• _EXPLORE THE MATERIAL_
**A)** Decide whether each statement agrees with the article on Abdul Ghani Alipoor. Answer yes or no for each, quoting the deciding words. (i) The helicopter attack killed nine military personnel, the pilot among them. (ii) Alipoor formed the Resistance Force in 2014. (iii) After surrendering his weapons, Alipoor worked as a driver on the Kabul-Behsud route.
**B)** According to the article on Abdul Ghani Alipoor, about how many men made up his Resistance Force when he set it up?
**C)** Continue the article on Abdul Ghani Alipoor, starting after its last sentence.

• _SUPPLIED PASSAGE_
== Segment start ==

Publication Militant Leadership Monitor Afghanistan Volume 12 Issue 5

06.04.2021 Sudha Ramachandran

Hazara Militia Leader Abdul Ghani Alipoor Emerges as Counter-Weight to Taliban and Islamic State Forces in Behsud

Introduction

Around midnight on March 18, an Afghan National Defense and Security Forces (ANDSF) helicopter was shot down in the Behsud district of Afghanistan’s central Maidan Wardak province. Nine military personnel, including the pilot, were killed in the attack. The Afghan Ministry of Defense blamed the attack on Abdul Ghani Alipoor’s “militia” and promised to avenge the attack (Tolo News, March 20). Alipoor claimed responsibility for bringing down the chopper, but subsequently denied involvement in the incident (Tolo News, April 4) Military operations were launched soon after to capture Alipoor (Khaama Press, March 22). However, he remains elusive.

Also known as “Qomandan Shamsher” (or Commander Sword), Abdul Ghani Alipoor is of ethnic Shia Hazara origin. His militia of Hazara fighters was reportedly set up to defend their community against the Taliban and Islamic State Khorasan (IS-K), the local affiliate of the global jihadist group (Tolo News, March 21). So why is the Afghan government, which is also fighting the Taliban and IS-K, opposed to Alipoor?

Growing Threat

Little is known of Alipoor’s early background. He was reportedly a commander in the Abdul Ali Mazari faction of the Hizb-e-Wahdat-e-Islami Afghanistan, which was an armed group of Hazaras that formed during the Soviet occupation of the country. When the Hamid Karzai government initiated a program for disbandment of illegal armed groups in 2004, Alipoor surrendered his weapons and worked as a driver on the Kabul-Behsud route (Tolo News, March 21). Taliban attacks on Hazaras and clashes between Hazaras and the nomadic Kochis in Behsud and Daimirdad districts reportedly prompted him to pick up arms again in 2014. The following year, he set up the Jabha-ye Moqawamat (Resistance Force), a “public uprising force” of around 150 men. This group is said to be active in Ghor, Daikundi, Ghazni and Maidan Wardak provinces, where it supports locals against Taliban abductions and attacks (Tolo News, November 27, 2018). The group has also engaged in violence against unarmed people—for instance, abducting and beating people (Pajhwok, June 23, 2020).

== Segment end ==

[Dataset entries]
== Segment start ==

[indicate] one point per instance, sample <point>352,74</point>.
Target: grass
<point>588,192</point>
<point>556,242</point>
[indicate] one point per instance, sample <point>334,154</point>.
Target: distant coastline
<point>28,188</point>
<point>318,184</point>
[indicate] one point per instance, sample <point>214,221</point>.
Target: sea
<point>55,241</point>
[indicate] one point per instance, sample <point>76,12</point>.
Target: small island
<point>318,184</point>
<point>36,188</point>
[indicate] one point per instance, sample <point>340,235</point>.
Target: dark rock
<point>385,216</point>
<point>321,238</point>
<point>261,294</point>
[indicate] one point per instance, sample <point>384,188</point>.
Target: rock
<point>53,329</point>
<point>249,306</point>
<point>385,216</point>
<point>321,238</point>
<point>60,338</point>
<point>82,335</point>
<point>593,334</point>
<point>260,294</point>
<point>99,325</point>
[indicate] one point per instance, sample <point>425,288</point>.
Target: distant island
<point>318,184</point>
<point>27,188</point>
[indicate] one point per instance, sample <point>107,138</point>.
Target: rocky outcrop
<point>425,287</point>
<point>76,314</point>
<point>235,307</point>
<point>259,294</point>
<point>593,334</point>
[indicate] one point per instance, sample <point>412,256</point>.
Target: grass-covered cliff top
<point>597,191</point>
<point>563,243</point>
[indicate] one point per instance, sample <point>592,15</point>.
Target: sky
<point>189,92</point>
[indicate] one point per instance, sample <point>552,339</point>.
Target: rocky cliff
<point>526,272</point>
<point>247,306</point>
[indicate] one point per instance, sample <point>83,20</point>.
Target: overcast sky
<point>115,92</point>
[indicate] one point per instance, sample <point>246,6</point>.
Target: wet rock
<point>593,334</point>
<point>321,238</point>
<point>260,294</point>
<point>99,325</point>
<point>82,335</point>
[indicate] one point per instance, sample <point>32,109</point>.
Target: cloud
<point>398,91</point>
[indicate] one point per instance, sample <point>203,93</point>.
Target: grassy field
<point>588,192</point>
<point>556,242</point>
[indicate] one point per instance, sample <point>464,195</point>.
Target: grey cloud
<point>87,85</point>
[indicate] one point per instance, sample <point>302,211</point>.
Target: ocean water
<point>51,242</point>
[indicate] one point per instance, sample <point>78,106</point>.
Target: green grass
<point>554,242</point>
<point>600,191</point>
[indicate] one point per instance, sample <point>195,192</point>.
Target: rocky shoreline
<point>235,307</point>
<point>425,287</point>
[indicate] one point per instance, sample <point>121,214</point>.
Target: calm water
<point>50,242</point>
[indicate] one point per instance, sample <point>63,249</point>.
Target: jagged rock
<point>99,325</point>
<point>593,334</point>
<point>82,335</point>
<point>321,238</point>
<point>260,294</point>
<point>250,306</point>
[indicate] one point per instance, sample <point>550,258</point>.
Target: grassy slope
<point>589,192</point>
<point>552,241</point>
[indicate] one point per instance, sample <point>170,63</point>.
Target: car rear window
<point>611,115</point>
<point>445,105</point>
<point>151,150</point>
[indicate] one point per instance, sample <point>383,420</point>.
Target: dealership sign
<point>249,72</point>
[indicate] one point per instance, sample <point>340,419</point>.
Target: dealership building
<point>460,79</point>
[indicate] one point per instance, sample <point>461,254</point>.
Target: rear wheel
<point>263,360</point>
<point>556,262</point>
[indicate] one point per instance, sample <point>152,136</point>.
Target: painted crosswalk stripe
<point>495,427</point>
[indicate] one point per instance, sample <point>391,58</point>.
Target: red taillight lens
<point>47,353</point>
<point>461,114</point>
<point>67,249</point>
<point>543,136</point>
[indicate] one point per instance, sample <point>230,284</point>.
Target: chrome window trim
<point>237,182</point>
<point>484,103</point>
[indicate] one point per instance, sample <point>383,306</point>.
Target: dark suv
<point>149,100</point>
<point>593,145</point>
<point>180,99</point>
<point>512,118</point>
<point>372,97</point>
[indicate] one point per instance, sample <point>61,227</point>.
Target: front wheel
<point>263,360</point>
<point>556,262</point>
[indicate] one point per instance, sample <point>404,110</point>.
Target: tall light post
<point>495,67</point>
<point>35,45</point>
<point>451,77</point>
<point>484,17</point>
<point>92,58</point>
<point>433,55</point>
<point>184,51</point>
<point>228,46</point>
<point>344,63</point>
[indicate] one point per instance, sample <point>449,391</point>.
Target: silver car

== Segment end ==

• _RESULTS OF THE TASKS_
**A)**
(i) Yes: "Nine military personnel, including the pilot, were killed in the attack."
(ii) No: "pick up arms again in 2014. The following year, he set up the Jabha-ye Moqawamat (Resistance Force)"
(iii) Yes: "Alipoor surrendered his weapons and worked as a driver on the Kabul-Behsud route"

**B)** Around 150 men.

**C)**
In November 2018, Afghan intelligence officials arrested Alipoor in Kabul for running an illegal militia, attacking security forces, engaging in extortion and blackmail and arming criminals (The Hindu, December 1, 2016). His arrest triggered demonstrations, where protestors called for his release. Violent clashes broke out between his supporters and the police in several cities, including Kabul, Bamiyan and Mazar-e-Sharif (Tolo News, November 25, 2018). The violence forced the government to free him two days later (Tolo News, November 27, 2018).

In the years since, clashes between Alipoor’s fighters and Afghan security forces have grown in frequency and intensity of violence. His militia is said to have carried out several attacks on ANDSF checkpoints in Behsud district (Ariana News, September 6, 2020). At the end of January, Alipoor’s fighters clashed with police over the appointment of new police commanders in Behsud district (Tolo News, February 3). Six weeks later, his militia shot down the military helicopter, its most audacious attack on the state to date.

Threat to Afghan Security

Alipoor has many critics in Afghanistan. Afghan journalist Sami Yousafzai describes him as “a threat to Afghanistan’s security and national unity.” He has directed violent attacks against the Kochis, a nomadic Ghilji Pashtun community that visits the Hazara-dominated areas in the central highlands during the summer months, Yousafzai said, adding that such attacks strain relations between ethnic groups and “weaken national unity.” Importantly, Alipoor has “challenged the writ of the Afghan state,” Yousafzai said. The threat Alipoor poses to state security is augmented by “his links with foreign powers like Iran,” claimed Yousafzai. [1] According to intelligence reports cited in the Afghan media, the missile that brought down the military helicopter was provided by Iran (Afghanistan Times, May 25).

In addition, according to Yousafzai, Alipoor has links with the Fatemiyoun Brigade, [2] an Iranian-backed militia of Shia Hazara fighters that Tehran deployed in the Syrian and Iraqi civil wars to promote its interests. With the war in Syria winding down, Fatemiyoun fighters have been returning home to Afghanistan in recent years, raising concern over their possible use by Iran to further its interests in Afghanistan. Such concerns surged last December, when Iranian Foreign Minister Mohammed Javad Zarif offered the Afghan government use of the Fatemiyoun to fight the IS-K in Afghanistan (Terrorism Monitor, March 26). Iran is using Fatemiyoun and Alipoor to “openly interfere in Afghan affairs,” Yousafzai said, pointing out that Alipoor has not denied links with the country. [3]

An Exaggerated Threat?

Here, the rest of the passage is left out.